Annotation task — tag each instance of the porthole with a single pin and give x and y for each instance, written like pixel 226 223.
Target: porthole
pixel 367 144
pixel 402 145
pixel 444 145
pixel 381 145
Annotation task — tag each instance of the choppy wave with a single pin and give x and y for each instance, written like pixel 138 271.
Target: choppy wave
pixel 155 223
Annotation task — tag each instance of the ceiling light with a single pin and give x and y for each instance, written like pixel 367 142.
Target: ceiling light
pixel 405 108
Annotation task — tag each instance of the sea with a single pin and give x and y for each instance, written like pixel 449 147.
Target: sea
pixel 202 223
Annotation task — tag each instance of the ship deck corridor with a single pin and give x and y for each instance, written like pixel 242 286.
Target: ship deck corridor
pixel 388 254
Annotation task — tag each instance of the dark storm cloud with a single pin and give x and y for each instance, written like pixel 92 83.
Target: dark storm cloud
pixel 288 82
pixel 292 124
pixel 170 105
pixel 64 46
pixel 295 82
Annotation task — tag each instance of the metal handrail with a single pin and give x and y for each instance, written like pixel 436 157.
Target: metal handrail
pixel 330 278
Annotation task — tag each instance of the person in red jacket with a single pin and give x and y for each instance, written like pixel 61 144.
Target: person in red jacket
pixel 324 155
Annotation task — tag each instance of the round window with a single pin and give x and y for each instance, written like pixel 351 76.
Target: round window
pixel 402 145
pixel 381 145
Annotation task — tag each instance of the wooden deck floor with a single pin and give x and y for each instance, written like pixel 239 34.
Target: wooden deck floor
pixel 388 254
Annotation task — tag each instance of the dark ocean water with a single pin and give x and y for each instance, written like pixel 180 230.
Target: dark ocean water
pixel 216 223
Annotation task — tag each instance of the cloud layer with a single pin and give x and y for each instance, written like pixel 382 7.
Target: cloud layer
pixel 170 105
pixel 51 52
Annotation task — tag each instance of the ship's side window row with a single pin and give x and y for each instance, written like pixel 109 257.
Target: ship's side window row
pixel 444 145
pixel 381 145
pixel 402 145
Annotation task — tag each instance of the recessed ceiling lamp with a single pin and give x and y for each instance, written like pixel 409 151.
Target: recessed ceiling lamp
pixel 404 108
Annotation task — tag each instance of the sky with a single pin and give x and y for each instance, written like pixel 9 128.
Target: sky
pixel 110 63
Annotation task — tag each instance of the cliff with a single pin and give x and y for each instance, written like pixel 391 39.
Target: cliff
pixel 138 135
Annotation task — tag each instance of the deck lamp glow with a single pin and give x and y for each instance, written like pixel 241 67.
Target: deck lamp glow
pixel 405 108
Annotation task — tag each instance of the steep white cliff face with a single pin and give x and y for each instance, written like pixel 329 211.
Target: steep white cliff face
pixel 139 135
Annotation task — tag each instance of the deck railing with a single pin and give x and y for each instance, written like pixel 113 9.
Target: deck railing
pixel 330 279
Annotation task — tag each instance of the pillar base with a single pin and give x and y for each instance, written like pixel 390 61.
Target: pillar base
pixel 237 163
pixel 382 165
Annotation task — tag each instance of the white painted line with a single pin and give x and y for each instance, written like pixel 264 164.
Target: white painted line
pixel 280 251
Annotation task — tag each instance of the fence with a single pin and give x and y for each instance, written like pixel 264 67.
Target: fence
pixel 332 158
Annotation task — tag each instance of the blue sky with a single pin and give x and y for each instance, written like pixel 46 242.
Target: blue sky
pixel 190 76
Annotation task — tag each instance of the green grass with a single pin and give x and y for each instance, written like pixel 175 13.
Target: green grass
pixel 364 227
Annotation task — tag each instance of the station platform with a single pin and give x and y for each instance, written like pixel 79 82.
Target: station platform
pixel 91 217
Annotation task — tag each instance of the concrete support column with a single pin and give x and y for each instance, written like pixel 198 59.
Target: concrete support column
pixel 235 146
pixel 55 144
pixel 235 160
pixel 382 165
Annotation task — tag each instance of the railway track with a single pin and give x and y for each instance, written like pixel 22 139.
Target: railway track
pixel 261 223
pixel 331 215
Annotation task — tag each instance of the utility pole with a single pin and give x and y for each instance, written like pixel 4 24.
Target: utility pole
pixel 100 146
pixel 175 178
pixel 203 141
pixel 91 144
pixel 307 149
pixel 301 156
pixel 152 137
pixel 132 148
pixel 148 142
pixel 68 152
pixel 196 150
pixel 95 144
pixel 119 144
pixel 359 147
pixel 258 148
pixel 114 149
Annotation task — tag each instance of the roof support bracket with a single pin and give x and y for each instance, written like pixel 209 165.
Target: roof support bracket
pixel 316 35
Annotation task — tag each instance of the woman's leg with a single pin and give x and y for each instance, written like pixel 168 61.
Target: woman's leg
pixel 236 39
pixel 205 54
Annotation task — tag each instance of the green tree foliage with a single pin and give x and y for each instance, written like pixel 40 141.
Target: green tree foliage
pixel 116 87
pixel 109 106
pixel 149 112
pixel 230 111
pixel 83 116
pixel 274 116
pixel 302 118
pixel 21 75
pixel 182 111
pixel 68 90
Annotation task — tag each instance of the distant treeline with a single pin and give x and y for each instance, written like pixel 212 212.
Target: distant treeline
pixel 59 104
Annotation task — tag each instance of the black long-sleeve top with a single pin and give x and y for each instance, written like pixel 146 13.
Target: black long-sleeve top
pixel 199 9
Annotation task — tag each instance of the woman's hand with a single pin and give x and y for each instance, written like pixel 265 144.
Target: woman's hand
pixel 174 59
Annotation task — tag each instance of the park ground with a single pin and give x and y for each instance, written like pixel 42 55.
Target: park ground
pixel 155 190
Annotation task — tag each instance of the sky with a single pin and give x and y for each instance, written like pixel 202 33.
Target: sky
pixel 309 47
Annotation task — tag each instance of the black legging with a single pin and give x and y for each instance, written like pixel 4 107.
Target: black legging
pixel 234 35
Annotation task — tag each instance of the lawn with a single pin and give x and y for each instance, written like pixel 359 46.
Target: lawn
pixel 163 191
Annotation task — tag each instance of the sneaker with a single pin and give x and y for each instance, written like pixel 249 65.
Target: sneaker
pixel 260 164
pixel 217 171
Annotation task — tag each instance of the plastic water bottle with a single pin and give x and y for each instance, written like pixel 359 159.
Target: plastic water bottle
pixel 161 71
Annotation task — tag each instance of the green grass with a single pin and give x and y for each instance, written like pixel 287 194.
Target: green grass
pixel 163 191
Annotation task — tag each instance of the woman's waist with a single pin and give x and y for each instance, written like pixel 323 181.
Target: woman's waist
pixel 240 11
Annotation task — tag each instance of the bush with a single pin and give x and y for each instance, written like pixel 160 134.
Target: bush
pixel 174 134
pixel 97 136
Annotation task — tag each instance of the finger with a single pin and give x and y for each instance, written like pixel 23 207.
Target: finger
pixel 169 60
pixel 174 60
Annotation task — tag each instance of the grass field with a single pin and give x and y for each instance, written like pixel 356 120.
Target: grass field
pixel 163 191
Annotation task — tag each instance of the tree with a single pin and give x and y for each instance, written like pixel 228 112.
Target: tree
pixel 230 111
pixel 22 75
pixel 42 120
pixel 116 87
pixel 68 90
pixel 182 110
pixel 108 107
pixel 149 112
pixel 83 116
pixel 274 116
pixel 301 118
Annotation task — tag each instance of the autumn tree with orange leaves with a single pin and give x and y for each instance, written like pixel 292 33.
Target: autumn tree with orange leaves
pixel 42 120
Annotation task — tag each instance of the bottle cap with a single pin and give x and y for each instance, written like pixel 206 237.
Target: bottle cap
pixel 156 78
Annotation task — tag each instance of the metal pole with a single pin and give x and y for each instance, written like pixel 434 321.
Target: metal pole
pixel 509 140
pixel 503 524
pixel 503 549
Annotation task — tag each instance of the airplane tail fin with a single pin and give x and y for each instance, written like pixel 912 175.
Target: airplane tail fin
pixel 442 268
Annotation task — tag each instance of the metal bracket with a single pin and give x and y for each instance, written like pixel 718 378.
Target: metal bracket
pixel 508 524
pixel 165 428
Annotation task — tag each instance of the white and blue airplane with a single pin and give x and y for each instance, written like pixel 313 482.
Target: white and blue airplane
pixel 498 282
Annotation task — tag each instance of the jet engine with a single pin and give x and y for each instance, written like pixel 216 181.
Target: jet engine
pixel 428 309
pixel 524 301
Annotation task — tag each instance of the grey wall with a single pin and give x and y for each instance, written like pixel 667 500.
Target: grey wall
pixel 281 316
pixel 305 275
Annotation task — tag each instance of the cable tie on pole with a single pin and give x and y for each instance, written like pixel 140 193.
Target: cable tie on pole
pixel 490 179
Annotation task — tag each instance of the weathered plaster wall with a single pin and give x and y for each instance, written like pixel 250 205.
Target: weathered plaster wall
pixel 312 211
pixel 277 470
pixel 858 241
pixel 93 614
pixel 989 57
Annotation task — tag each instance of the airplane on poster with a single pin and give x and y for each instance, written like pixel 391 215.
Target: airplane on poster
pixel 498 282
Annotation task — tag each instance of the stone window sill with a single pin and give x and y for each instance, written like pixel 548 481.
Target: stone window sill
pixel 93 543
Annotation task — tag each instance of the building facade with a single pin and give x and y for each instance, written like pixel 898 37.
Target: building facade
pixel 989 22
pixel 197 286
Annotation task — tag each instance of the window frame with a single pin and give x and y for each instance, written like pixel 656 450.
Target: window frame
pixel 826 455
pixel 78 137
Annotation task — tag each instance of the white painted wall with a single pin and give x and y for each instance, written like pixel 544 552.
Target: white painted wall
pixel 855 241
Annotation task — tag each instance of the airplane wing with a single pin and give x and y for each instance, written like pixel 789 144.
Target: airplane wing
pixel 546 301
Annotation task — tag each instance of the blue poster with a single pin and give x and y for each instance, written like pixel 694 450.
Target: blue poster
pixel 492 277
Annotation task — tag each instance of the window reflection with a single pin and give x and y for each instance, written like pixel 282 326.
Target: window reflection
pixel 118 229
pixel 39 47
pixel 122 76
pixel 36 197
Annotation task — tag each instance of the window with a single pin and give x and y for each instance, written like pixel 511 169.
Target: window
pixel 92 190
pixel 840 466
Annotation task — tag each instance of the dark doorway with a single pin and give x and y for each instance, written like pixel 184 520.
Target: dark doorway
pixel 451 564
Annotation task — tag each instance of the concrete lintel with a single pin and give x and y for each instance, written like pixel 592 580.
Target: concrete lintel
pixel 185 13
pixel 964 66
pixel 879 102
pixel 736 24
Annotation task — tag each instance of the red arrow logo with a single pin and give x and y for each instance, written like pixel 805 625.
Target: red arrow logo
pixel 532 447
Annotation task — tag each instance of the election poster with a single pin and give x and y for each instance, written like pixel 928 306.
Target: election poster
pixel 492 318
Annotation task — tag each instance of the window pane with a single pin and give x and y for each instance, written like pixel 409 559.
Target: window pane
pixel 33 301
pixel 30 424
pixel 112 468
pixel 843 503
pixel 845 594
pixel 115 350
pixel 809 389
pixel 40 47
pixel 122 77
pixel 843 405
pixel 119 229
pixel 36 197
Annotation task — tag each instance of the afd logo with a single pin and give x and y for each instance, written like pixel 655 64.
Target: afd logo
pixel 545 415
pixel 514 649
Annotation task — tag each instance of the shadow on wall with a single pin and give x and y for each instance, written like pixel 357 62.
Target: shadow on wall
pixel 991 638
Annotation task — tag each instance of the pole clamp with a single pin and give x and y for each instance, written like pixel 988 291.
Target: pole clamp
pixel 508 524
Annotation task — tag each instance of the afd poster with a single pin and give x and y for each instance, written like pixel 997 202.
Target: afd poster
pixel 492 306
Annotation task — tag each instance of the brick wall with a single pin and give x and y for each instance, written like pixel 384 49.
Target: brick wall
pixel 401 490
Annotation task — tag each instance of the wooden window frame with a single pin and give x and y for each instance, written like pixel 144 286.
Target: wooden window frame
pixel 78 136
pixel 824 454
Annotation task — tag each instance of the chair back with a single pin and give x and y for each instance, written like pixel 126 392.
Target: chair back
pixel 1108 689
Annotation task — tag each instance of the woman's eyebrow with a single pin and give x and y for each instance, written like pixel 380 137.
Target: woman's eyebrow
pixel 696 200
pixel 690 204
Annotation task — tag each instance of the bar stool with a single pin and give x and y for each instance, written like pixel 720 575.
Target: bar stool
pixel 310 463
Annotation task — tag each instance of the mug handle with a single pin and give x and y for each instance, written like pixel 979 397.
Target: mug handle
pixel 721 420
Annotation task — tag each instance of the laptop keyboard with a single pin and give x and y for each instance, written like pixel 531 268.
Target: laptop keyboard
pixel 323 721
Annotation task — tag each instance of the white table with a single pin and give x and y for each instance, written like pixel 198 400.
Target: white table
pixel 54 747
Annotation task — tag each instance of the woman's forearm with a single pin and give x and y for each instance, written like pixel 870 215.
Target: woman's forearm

• • •

WHAT IS EXPECTED = Copy out the rows above verbatim, starting with the line that contains "Annotation task — tag each instance of the metal bracket" and going on through the line that contains "pixel 165 428", both lines included.

TASK SOLUTION =
Annotation task — tag each instance of the metal bracket with a single pin and give x and y for each instance, written like pixel 718 378.
Target: metal bracket
pixel 508 524
pixel 165 428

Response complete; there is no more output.